** ТЕКСТ ДЛЯ ЧТЕНИЯ **
Гоголь потупился и покраснел.
— Стишки! Прочтите: послушаю.
— Еще не кончил, только начал.
— Нужды нет, прочтите что написали.
Настойчивость моя пересилила застенчивость Гоголя; он нехотя вынул из кармана небольшую тетрадку, привел ее в порядок и начал читать.
Я сел возле него с намерением слушать, но оглянулся и увидел почти над головой огромные сливы, прозрачные, как янтарь, висевшие на верхушке дерева. Я забыл о стихах: все мое внимание поглотили сливы. Пока я придумывал средство, как до них добраться, Гоголь окончил чтение и вопросительно смотрел на меня.
— Экие сливы! — воскликнул я, указывая на дерево пальцем.
Самолюбие Гоголя оскорбилось; на лице его выразилось негодование.

** ПРЕДСТАВЛЕННЫЕ МАТЕРИАЛЫ **
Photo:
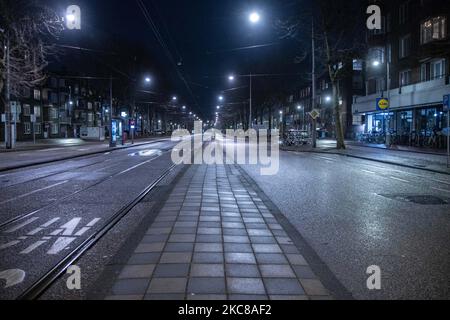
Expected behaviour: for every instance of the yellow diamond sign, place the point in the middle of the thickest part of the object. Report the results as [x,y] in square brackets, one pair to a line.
[382,104]
[314,114]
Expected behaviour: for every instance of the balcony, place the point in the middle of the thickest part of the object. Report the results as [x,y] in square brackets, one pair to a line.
[414,95]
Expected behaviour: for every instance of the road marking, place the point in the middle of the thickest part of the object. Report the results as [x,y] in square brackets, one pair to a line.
[9,244]
[35,191]
[48,224]
[398,179]
[34,246]
[20,226]
[60,244]
[136,166]
[12,277]
[440,181]
[441,189]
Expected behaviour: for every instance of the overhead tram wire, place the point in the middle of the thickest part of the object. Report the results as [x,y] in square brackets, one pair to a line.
[166,49]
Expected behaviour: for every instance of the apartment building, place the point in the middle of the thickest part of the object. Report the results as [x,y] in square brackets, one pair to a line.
[407,63]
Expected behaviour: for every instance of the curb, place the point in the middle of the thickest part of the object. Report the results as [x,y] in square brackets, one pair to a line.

** ЗАДАЧИ **
1. Какие плоды, согласно тексту для чтения, висели на верхушке дерева?
2. Переведите на английский язык предложение из текста для чтения: «Я забыл о стихах: все мое внимание поглотили сливы».

** ОТВЕТЫ ПО ЗАДАНИЯМ **
1. Огромные сливы, прозрачные, как янтарь.

2. I forgot about the verses: all my attention was absorbed by the plums.